Continue the passage below about the video conferencing camera system, starting right after its last sentence.

▸ Excerpted text
++++++++++++++++++++
The control device 130 could then transmit the video data captured using the pan and tilt camera 120 and the microphone 131 to the user device 125. Upon receiving the video data, the user device 125 could transmit the video data to the video conferencing endpoint 140 for display, using the network 135. Advantageously, the control device 130 provides intelligent camera control for video conferencing applications on the user device 125, without requiring the transmission of multiple video streams across the network 135.

FIG. 2 is a block diagram illustrating a video conferencing system for use as an endpoint to a video conference, according to one embodiment described herein. For example, the system 200 could be used as either the video conferencing endpoint 110 and/or 140 and may contain one or more of the related components shown in FIG. 1. As shown, the video conferencing system 200 includes a wide angle camera sensor 210, pan and tilt camera sensor 220, camera controller component 230, video streaming component 240, and microphone sensors 260. Generally, the wide angle camera sensor 210 represents a camera having a wide angle lens that is configured to capture video data of the physical environment. Preferably, such a wide angle camera sensor 210 is positioned so that all or substantially all users within the physical environment, and in front of the camera, are depicted within the captured video. The wide angle camera sensor 210 may have a field of view that has a viewing angle that is between about 70 degrees and about 180 degrees, such as a viewing angle of about 130 degrees. Additionally, the wide angle camera sensor 210 is capable of providing the captured video data to the camera controller component 230. As an example, the camera controller component 230 could use such data to control movement of the pan and tilt camera sensor 220, create the video stream to transmit to a remote video conferencing endpoint.

The pan and tilt camera sensor 220 represents a camera sensor affixed to a mounting structure that is capable of moving in one or more degrees of freedom. For example, the mounting structure may be capable of moving such that an orientation of the pan and tilt camera sensor 220 changes in the horizontal and/or vertical directions. Additionally, the pan and tilt camera sensor 220 can be capable of zoom functionality (e.g., hardware zoom, software zoom, etc.). The pan and tilt camera sensor 220 is capable of providing the captured video data to the camera controller component 230. As an example, the camera controller component 230 could use the data from the pan and tilt camera sensor 220 in creating the video stream to transmit to the remote video conferencing endpoint. The pan and tilt camera sensor 220 may have a field of view that has a viewing angle that is between about 5 degrees and about 80 degrees, such as a viewing angle of about 50 degrees.

The camera controller component 230 is generally configured to adjust the orientation of the pan and tilt camera sensor 220, based on detected measures of activity within video data captured by the wide angle camera sensor 210. For example, the camera controller component 230 could analyze the received video data captured using the wide angle camera sensor 210 to detect which user within the physical environment is currently speaking. The camera controller component 230 could then adjust the orientation of the pan and tilt camera sensor 220, such that the user currently speaking is substantially centered within video data captured using the pan and tilt camera sensor 220. As another example, the camera controller component 230 could analyze the video data captured using the wide angle camera sensor 210 and could determine that a particular user has moved to a predefined location within the physical environment (e.g., within a predefined distance of a whiteboard within the physical environment). The camera controller component 230 could then adjust the orientation of the pan and tilt camera sensor 220, such that the particular user is substantially centered or desirably positioned within the video data captured using the pan and tilt camera sensor 220.
++++++++++++++++++++
▸ Data shown
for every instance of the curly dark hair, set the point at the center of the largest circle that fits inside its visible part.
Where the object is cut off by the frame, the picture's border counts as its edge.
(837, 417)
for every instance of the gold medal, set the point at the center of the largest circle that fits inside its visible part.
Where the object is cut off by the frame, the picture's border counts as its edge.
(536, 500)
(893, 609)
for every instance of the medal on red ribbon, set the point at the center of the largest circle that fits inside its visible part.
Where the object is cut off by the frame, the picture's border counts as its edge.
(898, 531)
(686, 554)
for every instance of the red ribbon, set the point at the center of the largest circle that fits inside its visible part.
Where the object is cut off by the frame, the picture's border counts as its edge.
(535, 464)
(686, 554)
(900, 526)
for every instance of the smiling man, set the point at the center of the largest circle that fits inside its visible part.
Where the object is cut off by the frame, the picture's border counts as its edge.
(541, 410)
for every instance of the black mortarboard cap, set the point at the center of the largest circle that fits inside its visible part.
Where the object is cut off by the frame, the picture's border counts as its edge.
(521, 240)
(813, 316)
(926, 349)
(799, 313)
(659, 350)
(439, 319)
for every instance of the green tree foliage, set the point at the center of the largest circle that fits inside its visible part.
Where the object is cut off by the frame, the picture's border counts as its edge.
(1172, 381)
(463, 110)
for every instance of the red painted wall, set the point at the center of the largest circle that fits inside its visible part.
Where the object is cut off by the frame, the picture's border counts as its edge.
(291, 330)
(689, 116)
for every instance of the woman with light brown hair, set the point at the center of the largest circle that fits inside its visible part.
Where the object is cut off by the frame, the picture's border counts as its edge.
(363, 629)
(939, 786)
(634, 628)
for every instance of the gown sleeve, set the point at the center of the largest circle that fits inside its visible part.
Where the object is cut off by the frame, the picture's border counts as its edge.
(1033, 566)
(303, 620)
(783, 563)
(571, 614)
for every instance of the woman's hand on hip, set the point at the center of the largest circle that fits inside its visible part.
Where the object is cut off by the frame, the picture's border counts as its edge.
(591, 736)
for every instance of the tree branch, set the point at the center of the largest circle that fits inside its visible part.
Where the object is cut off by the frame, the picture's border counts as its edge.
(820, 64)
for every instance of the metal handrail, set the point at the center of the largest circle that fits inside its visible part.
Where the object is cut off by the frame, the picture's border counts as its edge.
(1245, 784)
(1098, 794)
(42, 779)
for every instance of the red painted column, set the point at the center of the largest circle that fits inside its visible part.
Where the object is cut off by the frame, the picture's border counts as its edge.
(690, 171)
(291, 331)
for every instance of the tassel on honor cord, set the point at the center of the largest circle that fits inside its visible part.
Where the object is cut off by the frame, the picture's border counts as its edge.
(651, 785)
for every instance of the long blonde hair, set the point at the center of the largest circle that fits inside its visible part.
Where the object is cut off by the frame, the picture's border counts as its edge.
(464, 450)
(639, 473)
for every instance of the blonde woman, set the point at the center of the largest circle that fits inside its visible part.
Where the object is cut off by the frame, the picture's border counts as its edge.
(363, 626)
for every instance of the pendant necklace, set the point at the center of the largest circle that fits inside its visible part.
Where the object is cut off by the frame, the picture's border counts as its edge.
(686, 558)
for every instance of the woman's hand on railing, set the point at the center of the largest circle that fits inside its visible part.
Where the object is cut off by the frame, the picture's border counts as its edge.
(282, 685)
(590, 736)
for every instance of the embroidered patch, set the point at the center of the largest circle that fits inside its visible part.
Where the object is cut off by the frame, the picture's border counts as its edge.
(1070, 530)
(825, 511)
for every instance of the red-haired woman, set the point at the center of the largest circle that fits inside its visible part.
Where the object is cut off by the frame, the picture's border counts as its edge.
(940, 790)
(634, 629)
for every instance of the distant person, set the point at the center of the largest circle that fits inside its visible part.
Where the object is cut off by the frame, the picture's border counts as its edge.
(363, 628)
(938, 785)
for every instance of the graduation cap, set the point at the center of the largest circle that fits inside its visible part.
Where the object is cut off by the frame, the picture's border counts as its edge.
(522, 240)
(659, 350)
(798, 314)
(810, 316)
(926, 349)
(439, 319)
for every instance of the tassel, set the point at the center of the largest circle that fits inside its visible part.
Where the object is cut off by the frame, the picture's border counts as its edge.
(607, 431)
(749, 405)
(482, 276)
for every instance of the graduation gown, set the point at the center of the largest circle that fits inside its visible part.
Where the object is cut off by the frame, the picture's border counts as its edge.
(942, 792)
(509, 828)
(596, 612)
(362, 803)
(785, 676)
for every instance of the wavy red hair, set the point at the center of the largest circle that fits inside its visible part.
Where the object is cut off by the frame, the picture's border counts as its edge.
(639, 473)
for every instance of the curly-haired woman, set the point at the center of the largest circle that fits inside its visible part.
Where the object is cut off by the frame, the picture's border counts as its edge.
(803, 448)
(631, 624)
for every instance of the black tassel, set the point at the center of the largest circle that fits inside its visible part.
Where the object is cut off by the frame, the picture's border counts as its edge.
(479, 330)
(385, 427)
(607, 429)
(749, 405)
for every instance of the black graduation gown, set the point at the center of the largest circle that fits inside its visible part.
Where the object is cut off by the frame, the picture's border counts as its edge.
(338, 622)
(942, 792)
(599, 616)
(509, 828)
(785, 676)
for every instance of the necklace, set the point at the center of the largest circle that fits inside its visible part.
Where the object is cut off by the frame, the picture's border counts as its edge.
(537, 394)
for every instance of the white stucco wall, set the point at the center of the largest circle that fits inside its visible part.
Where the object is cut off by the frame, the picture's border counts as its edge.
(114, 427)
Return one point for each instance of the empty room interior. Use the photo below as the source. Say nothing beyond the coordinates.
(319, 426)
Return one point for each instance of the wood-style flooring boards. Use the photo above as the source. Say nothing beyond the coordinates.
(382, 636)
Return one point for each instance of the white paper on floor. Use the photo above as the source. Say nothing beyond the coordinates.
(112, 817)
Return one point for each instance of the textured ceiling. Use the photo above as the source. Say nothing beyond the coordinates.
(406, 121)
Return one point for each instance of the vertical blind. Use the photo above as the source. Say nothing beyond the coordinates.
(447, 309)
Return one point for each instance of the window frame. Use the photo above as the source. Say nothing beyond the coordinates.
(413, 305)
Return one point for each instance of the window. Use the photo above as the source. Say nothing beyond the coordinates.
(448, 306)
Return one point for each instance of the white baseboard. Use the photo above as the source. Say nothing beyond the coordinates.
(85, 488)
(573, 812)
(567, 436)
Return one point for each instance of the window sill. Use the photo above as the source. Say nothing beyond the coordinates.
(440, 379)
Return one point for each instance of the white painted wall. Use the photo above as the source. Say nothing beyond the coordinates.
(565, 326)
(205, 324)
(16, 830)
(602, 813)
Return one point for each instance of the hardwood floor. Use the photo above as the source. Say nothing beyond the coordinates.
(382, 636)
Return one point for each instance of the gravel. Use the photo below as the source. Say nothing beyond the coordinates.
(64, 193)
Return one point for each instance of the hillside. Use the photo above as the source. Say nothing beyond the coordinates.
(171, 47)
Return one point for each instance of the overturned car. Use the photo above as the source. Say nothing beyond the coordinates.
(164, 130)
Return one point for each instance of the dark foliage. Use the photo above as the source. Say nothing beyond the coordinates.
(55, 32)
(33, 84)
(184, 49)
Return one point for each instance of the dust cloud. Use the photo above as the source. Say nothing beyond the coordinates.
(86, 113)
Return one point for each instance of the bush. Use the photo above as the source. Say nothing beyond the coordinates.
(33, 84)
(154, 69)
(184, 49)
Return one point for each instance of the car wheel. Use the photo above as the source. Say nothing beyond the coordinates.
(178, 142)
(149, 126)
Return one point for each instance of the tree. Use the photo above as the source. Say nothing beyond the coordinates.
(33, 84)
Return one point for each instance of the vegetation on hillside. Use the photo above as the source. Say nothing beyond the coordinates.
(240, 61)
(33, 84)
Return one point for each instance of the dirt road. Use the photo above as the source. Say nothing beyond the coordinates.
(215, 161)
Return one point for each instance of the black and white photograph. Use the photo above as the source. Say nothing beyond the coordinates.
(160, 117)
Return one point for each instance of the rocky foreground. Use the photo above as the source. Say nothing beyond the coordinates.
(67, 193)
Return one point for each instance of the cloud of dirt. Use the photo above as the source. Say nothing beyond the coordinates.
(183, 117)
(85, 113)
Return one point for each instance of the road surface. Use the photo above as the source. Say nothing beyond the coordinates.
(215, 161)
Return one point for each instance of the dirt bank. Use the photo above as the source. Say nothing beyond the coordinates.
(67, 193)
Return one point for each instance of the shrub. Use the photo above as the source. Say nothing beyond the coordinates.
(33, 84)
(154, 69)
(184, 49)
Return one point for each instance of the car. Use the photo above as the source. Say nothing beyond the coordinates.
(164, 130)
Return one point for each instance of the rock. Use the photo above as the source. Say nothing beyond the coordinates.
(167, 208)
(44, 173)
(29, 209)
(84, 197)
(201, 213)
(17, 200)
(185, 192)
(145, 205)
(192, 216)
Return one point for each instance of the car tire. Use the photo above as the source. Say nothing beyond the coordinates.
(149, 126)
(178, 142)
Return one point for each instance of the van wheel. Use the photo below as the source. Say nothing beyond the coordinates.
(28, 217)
++++++++++++++++++++
▸ Response to this exercise
Typically, the camera controller component 230 is a general use computing device that includes a processor 218, a memory unit 214, input/output (I/O) devices 216 and a communications device 250. The memory unit 214 is generally included to be representative of a random access memory. The memory unit 214 represents any memory sufficiently large to hold the necessary programs and data structures. Memory unit 214 could be one or a combination of memory devices, including Random Access Memory, nonvolatile or backup memory (e.g., programmable or Flash memories, read-only memories, etc.). In addition, memory unit 214 may be considered to include memory physically located elsewhere, for example, on another computer communicatively coupled to the camera controller device. Illustratively, the memory unit 214 includes an operating system 219, one or more software applications 215, stored media data 217 and a model structure 213. Generally, the model structure 213 describes attributes of the physical environment in which the video conferencing system 200 is located (e.g., a make-up and arrangement of physical entities within the physical environment). Examples of operating system 219 include UNIX, a version of the Microsoft Windows® operating system, and distributions of the Linux® operating system. Additional examples of operating system 219 include custom operating systems for gaming consoles, including the custom operating systems for systems such as the Nintendo DS® and Sony PSP®.

Processor 218 may be a hardware unit or combination of hardware units capable of executing software applications and processing data. In some configurations, the processor 218 includes a central processing unit (CPU), a digital signal processor (DSP), an application-specific integrated circuit (ASIC), and/or a combination of such units. Generally, the processor 218 retrieves and executes programming instructions stored in the memory unit 214. Processor 218 is included to be representative of a single CPU, multiple CPUs, a single CPU having multiple processing cores, GPUs having multiple execution paths, and the like. For example, the processor 218 could execute the one or more software applications 215 and process the stored media data 217, which are each included within memory unit 214.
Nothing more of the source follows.